ABOUT THIS EXERCISE » Exactly as written, copy the lines of the data below from the first through the one containing "--target=barrel rim".

PROVIDED DATA »

********

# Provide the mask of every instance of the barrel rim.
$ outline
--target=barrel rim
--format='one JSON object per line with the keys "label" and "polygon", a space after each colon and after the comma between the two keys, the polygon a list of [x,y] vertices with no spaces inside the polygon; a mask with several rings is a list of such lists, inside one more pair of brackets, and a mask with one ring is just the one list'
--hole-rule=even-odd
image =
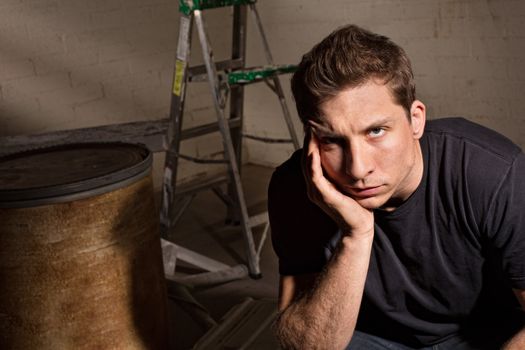
{"label": "barrel rim", "polygon": [[109,174],[96,176],[68,184],[59,184],[45,187],[34,187],[28,189],[0,189],[0,208],[32,207],[44,204],[71,202],[83,198],[89,198],[99,194],[114,191],[130,185],[131,183],[147,176],[151,171],[153,155],[143,144],[126,142],[81,142],[72,144],[60,144],[49,147],[33,148],[0,157],[1,161],[37,154],[42,151],[53,151],[67,147],[102,147],[102,146],[125,146],[135,148],[142,152],[143,160],[124,169],[113,171]]}

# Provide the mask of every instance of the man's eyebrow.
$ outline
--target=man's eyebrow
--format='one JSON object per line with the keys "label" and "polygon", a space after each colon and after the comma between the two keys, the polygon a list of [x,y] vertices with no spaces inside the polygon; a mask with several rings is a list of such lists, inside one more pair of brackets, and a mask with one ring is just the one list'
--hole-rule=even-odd
{"label": "man's eyebrow", "polygon": [[378,120],[374,120],[373,122],[371,122],[371,123],[365,128],[365,130],[370,130],[370,129],[379,128],[379,127],[381,127],[381,126],[385,126],[385,125],[387,125],[387,124],[391,124],[391,123],[392,123],[391,118],[384,117],[384,118],[381,118],[381,119],[378,119]]}
{"label": "man's eyebrow", "polygon": [[[391,124],[391,123],[392,123],[392,119],[389,118],[389,117],[378,118],[377,120],[374,120],[370,124],[365,126],[362,129],[362,131],[368,131],[368,130],[371,130],[371,129],[380,128],[382,126],[385,126],[385,125],[388,125],[388,124]],[[313,131],[316,134],[322,133],[323,136],[325,136],[325,137],[334,137],[334,138],[341,137],[341,135],[339,135],[336,132],[334,132],[332,129],[330,129],[330,127],[328,127],[326,125],[323,125],[323,124],[321,124],[319,122],[316,122],[316,121],[313,121],[313,120],[309,120],[308,121],[308,125],[313,129]]]}
{"label": "man's eyebrow", "polygon": [[341,135],[335,133],[332,129],[327,127],[326,125],[323,125],[321,123],[315,122],[313,120],[308,121],[308,125],[312,128],[312,130],[318,134],[322,133],[325,137],[341,137]]}

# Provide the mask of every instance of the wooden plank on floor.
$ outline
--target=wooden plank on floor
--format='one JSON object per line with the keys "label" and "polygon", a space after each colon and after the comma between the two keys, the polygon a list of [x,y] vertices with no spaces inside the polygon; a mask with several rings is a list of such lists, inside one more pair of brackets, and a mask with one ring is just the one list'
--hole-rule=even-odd
{"label": "wooden plank on floor", "polygon": [[234,306],[193,349],[279,349],[271,331],[276,315],[276,300],[247,298]]}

********

SOLUTION TO THE PROBLEM »
# Provide the mask of every instance of the barrel rim.
$ outline
--target=barrel rim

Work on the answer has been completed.